*** Block opens ***
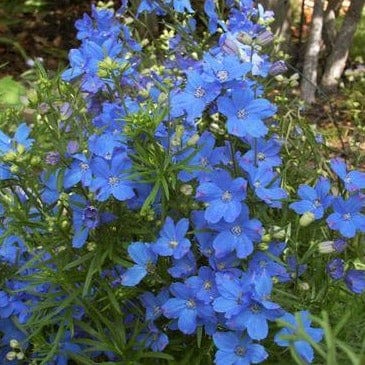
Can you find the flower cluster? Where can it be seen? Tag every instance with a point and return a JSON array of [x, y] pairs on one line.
[[159, 209]]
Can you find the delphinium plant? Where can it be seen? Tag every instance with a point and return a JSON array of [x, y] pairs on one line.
[[160, 210]]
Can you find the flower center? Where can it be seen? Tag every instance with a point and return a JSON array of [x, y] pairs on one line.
[[236, 230], [84, 166], [199, 92], [222, 75], [240, 351], [242, 114], [173, 243], [207, 285], [113, 180], [204, 162], [261, 156], [190, 303], [317, 203], [255, 308], [227, 196]]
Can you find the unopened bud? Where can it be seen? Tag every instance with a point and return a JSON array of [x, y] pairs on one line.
[[306, 219], [14, 344], [11, 355], [304, 286], [326, 247], [186, 189]]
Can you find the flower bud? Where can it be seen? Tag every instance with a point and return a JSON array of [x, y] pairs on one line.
[[304, 286], [11, 355], [20, 356], [326, 247], [306, 219], [186, 189]]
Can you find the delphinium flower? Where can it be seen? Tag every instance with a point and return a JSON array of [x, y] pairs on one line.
[[353, 180], [301, 321], [347, 217], [355, 280], [186, 308], [263, 151], [234, 294], [180, 6], [203, 284], [172, 240], [79, 171], [258, 310], [224, 196], [235, 348], [314, 200], [245, 113], [184, 267], [225, 68], [200, 90], [266, 185], [238, 236], [145, 259], [111, 178], [204, 158]]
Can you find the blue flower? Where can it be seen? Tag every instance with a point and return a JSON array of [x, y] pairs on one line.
[[262, 152], [237, 236], [145, 259], [347, 217], [225, 68], [154, 303], [236, 349], [258, 309], [336, 268], [183, 267], [224, 196], [78, 171], [293, 324], [245, 114], [353, 180], [265, 183], [112, 178], [199, 91], [234, 295], [172, 241], [314, 200], [203, 284], [355, 280], [186, 308]]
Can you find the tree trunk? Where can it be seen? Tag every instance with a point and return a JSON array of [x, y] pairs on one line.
[[281, 27], [309, 79], [336, 61], [329, 24]]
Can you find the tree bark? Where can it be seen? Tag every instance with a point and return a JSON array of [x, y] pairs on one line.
[[329, 24], [336, 61], [309, 79]]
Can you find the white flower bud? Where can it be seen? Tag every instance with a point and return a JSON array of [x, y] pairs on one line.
[[11, 355], [326, 247]]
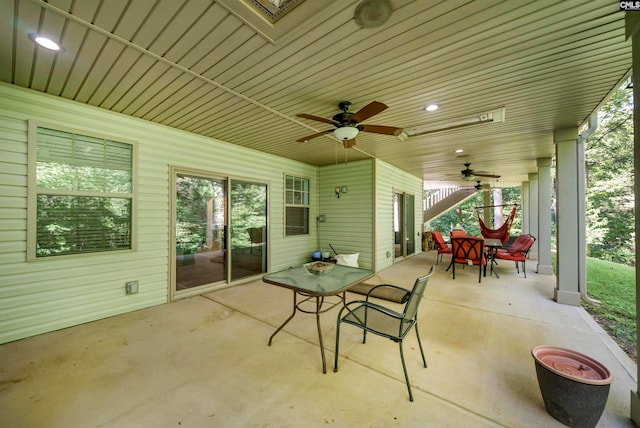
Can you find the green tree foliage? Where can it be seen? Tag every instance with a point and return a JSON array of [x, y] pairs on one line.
[[610, 197]]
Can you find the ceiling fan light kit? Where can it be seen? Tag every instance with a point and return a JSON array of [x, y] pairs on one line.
[[346, 132], [348, 124]]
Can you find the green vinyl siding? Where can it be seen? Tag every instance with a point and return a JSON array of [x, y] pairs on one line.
[[49, 294], [349, 218]]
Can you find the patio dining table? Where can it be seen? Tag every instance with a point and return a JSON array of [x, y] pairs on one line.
[[313, 289], [492, 246]]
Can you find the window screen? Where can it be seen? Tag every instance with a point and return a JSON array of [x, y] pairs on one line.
[[84, 193], [296, 205]]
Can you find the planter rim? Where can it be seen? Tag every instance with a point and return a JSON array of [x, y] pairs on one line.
[[572, 365]]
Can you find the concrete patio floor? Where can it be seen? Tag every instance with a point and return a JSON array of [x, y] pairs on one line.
[[204, 361]]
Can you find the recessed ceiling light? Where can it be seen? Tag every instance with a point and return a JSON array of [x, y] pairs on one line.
[[46, 42]]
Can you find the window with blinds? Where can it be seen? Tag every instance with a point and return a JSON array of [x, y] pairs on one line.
[[296, 205], [83, 192]]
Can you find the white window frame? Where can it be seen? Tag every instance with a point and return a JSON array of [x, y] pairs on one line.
[[303, 205], [33, 191]]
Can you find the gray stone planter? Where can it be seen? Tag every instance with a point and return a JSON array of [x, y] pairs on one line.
[[574, 387]]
*** Block closes ***
### [PROBLEM STATEMENT]
Recopy the full listing exactly, passing over any picture.

### [THE COMPLETED TASK]
Can you find the flower cluster? Where can it be seen? Tag every instance with a point and return a JSON array of [x, y] pairs on one line.
[[159, 209]]
Can you find the delphinium plant? Where can it be seen? Tag every instance with a point and return a JSON array of [x, y] pairs on one line.
[[160, 210]]
Can you find the flower center? Where can it be seen? Tag every instance with a point and return a JSON array of [x, y] pairs on one line.
[[236, 230], [84, 166], [199, 92], [222, 75], [240, 351], [242, 114], [173, 243], [207, 285], [113, 180], [204, 162], [261, 156], [190, 303], [317, 203], [255, 308], [227, 196]]
Can you find the unopened bud? Where can it be seen? Tag every instance with a point and return a JSON array of [x, y] pairs on one line.
[[306, 219], [14, 344], [11, 355], [304, 286], [326, 247], [186, 189]]
Can you find the flower bud? Where can it be seen? Tag every instance with a point and return a JSON array of [x, y] pairs on one line.
[[304, 286], [11, 355], [20, 356], [326, 247], [306, 219], [186, 189]]
Can you find the delphinium flower? Where can it be seen? Tag every instance with a point and return a JSON array of [x, y] pairs on one line.
[[353, 180], [301, 321], [347, 217], [355, 280], [186, 308], [263, 151], [234, 294], [180, 6], [203, 284], [172, 240], [79, 171], [258, 310], [224, 196], [235, 348], [314, 200], [245, 113], [184, 267], [225, 68], [200, 90], [266, 185], [238, 236], [145, 259], [111, 178], [204, 158]]
Can you find the blue flower? Where can it be seen? Tag every instance with a point and return a JSON array of [x, y] pairs on one line.
[[262, 152], [237, 236], [145, 259], [347, 217], [225, 68], [154, 303], [236, 349], [258, 309], [336, 268], [183, 267], [224, 196], [78, 171], [293, 324], [245, 114], [353, 180], [265, 183], [112, 178], [199, 91], [234, 295], [172, 241], [314, 200], [203, 284], [355, 280], [186, 308]]
Can you find the tree trunk? Where can it be seen? Tag every instance with a point and return a JSON array of [x, y] pairs on one line.
[[281, 27], [309, 79], [336, 61], [329, 24]]
Can you find the tree bark? Where can it be seen? Tag every instance with a point and return a JSON array of [x, y] pairs on one line.
[[329, 24], [336, 61], [309, 79]]
Can you find the white flower bud? Where can it be seen? Tag every instance with a point and return a JSON array of [x, y] pairs on one line.
[[11, 355], [326, 247]]
Can you find the green tree foliage? Where can it be seen? Tag every instance with a point and return a JSON array of [x, y] pairs on one line.
[[610, 197]]
Can you find the ceiling fan light kit? Where can it be seen? Tag every instance with a point and return a JSON array of [x, y] pairs on one line.
[[346, 132], [348, 124]]
Can you find the green vinyl siding? Where can it be seen? Tag every instance with a point and return a JSON array of [x, y] pairs on one line.
[[49, 294], [349, 218]]
Can you find the patio dining table? Where can it be seen? Tag every instance with a point and return a JSON array of [x, y] pairs on one line.
[[313, 289], [492, 246]]
Can you find the window screen? Where can it be seen? Tag every instance with a point and return a JSON array of [x, y] pairs on one line.
[[84, 193], [296, 205]]
Can you find the planter rim? Where can it be seen? Tag every instance with a point and return a JSON array of [x, y] pairs on one line.
[[572, 365]]
Can you find the concrete patio floor? Where can it be seen? Tag every instance with a point and return a JSON array of [x, y] pairs on one line.
[[204, 361]]
Can you find the recessed ceiling light? Where can it be seen? Tag every instance with a point and return a JSON array of [x, y] pairs on one line.
[[46, 42]]
Can you find the window with blinds? Where can it be seen? Tag every instance with a point and return a JSON array of [x, y] pairs on one line.
[[296, 205], [83, 192]]
Can you find the white window frame? Where can it be seen? Tag every instance with a point and return a JSON array of [x, y] pairs on one line.
[[303, 205], [33, 191]]
Can you find the gray stone planter? Where can it be seen? Tag every instance with a point and return a JSON array of [x, y] pairs on one line.
[[574, 387]]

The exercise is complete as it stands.